◆ Set problem:
Repeat word for word the portion of the Oshiomogho Atogwe profile that opens with the words "Personal information" and closes with "College: Stanford (2000–2004)".
___ Document section ___
Personal information
- Born: June 23, 1981 (age 45) Windsor, Ontario, Canada
- Listed height: 5 ft 11 in (1.80 m)
- Listed weight: 205 lb (93 kg)

Career information
- High school: Herman (Windsor)
- College: Stanford (2000–2004)
- NFL draft: 2005: 3rd round, 66th overall pick
- CFL draft: 2004: 1st round, 5th overall pick

Career history

Playing
- St. Louis Rams (2005–2010); Washington Redskins (2011); Philadelphia Eagles (2012)*;
- * Offseason or practice squad member only

Coaching
- Memphis Express (2019) Secondary coach;

Career NFL statistics
- Total tackles: 454
- Sacks: 5.5
- Forced fumbles: 16
- Fumble recoveries: 8
- Interceptions: 25
- Defensive touchdowns: 2
- Stats at Pro Football Reference

= Oshiomogho Atogwe =

Canadian football player (born 1981)

Oshiomogho Isaac "O.J." Atogwe (born June 23, 1981) is a Canadian former professional football player who was a safety in the National Football League (NFL). He was selected by the St. Louis Rams in the third round of the 2005 NFL draft. He played college football for the Stanford Cardinal. Atogwe was also a member of the Washington Redskins and Philadelphia Eagles.
___ Supplied data ___
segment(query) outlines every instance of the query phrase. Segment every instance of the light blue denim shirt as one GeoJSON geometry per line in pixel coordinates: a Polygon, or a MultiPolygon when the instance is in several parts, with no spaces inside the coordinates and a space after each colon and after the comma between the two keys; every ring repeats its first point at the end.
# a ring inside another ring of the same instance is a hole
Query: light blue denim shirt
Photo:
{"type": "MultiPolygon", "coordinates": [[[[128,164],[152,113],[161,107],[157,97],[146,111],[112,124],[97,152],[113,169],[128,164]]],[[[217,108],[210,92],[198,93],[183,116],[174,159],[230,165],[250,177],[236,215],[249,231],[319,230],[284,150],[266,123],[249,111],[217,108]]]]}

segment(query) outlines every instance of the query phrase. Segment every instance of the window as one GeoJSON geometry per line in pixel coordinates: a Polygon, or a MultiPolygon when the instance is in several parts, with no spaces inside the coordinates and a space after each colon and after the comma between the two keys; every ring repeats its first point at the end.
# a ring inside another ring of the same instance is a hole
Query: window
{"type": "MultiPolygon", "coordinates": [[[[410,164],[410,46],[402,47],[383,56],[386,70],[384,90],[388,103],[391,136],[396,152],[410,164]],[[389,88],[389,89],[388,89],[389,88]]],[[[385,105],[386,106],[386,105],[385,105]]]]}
___
◆ Solution to this task:
Personal information
- Born: June 23, 1981 (age 45) Windsor, Ontario, Canada
- Listed height: 5 ft 11 in (1.80 m)
- Listed weight: 205 lb (93 kg)

Career information
- High school: Herman (Windsor)
- College: Stanford (2000–2004)